GIVEN REQUEST → Repeat the following records word for word, leaving out nothing.

A run of records

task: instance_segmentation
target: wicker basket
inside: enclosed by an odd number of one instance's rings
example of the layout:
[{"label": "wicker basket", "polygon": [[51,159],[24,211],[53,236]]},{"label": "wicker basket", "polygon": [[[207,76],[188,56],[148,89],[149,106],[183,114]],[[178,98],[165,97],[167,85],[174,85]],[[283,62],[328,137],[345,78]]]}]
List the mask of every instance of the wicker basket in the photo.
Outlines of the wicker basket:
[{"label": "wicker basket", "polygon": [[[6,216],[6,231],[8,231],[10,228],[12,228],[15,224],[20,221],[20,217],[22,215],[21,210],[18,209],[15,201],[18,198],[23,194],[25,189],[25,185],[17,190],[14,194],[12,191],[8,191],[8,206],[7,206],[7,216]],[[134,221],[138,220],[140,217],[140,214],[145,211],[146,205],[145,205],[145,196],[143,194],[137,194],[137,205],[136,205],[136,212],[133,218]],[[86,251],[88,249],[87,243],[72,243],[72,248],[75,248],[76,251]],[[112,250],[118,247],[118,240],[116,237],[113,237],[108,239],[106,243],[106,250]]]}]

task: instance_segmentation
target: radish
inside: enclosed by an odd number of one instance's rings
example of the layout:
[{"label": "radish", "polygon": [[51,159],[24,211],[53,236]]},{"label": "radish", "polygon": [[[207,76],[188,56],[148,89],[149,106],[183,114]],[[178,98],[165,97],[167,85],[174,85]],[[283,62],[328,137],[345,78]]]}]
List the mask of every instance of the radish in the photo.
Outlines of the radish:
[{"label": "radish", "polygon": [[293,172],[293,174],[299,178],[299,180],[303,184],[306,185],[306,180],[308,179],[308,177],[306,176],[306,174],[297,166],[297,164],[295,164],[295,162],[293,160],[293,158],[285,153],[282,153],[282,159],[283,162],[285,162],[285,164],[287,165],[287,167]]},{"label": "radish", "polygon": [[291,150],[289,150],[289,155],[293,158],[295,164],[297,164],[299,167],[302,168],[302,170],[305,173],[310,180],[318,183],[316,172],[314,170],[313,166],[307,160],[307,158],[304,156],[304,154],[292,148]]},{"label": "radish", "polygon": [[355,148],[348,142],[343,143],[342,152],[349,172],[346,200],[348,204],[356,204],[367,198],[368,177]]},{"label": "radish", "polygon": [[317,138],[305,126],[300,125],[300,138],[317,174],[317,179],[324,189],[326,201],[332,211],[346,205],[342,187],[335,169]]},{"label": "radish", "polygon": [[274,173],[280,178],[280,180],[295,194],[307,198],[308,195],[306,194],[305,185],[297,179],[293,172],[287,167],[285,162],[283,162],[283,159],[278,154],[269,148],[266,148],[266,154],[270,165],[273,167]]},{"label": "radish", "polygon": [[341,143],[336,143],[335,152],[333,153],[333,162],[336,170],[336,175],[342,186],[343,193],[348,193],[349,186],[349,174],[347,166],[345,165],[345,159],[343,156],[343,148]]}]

FULL SOLUTION →
task: instance_segmentation
target: wicker basket
inside: enclosed by an odd number of one instance's rings
example of the layout:
[{"label": "wicker basket", "polygon": [[51,159],[24,211],[53,236]]},{"label": "wicker basket", "polygon": [[[207,76],[188,56],[148,89],[149,106],[183,114]],[[178,98],[165,97],[167,85],[174,85]],[[283,62],[328,137],[345,78]]]}]
List the mask of every instance of the wicker basket in the photo.
Outlines of the wicker basket:
[{"label": "wicker basket", "polygon": [[[6,216],[6,231],[8,231],[10,228],[12,228],[15,224],[20,221],[20,217],[22,215],[21,210],[18,209],[15,201],[18,198],[23,194],[25,189],[25,185],[17,190],[14,194],[12,191],[8,191],[8,206],[7,206],[7,216]],[[134,221],[138,220],[140,217],[140,214],[145,211],[146,205],[145,205],[145,196],[143,194],[137,194],[137,205],[136,205],[136,212],[133,218]],[[86,251],[88,249],[87,243],[72,243],[72,248],[75,248],[76,251]],[[112,250],[118,247],[118,240],[116,237],[113,237],[108,239],[106,243],[106,250]]]}]

task: instance_segmentation
target: radish
inside: enclosed by an odd number of one instance's rings
example of the layout:
[{"label": "radish", "polygon": [[51,159],[24,211],[53,236]]},{"label": "radish", "polygon": [[[207,76],[188,56],[148,89],[149,106],[183,114]],[[178,98],[165,97],[167,85],[174,85]],[[283,62],[328,137],[345,78]]]}]
List the mask of every instance of the radish in the photo.
Outlines of the radish:
[{"label": "radish", "polygon": [[293,172],[293,174],[299,178],[299,180],[303,184],[306,185],[306,180],[308,179],[308,177],[306,176],[306,174],[297,166],[297,164],[295,164],[295,162],[293,160],[293,158],[285,153],[282,153],[282,159],[283,162],[285,162],[285,164],[287,165],[287,167]]},{"label": "radish", "polygon": [[291,150],[289,150],[289,155],[293,158],[295,164],[297,164],[299,167],[302,168],[302,170],[305,173],[310,180],[318,183],[316,172],[314,170],[313,166],[307,160],[307,158],[304,156],[304,154],[292,148]]},{"label": "radish", "polygon": [[355,148],[348,142],[343,143],[342,152],[349,172],[346,200],[348,204],[356,204],[367,198],[368,177]]},{"label": "radish", "polygon": [[317,138],[305,126],[300,125],[300,138],[317,174],[317,179],[324,189],[326,201],[332,211],[346,205],[342,187],[335,169]]},{"label": "radish", "polygon": [[274,173],[280,178],[280,180],[295,194],[307,198],[308,195],[306,194],[305,185],[297,179],[293,172],[287,167],[285,162],[283,162],[283,159],[278,154],[269,148],[266,148],[266,154],[270,165],[273,167]]},{"label": "radish", "polygon": [[341,143],[336,143],[335,152],[333,153],[333,162],[336,170],[336,175],[342,186],[343,193],[348,193],[349,186],[349,174],[347,166],[345,165],[345,159],[343,156],[343,148]]}]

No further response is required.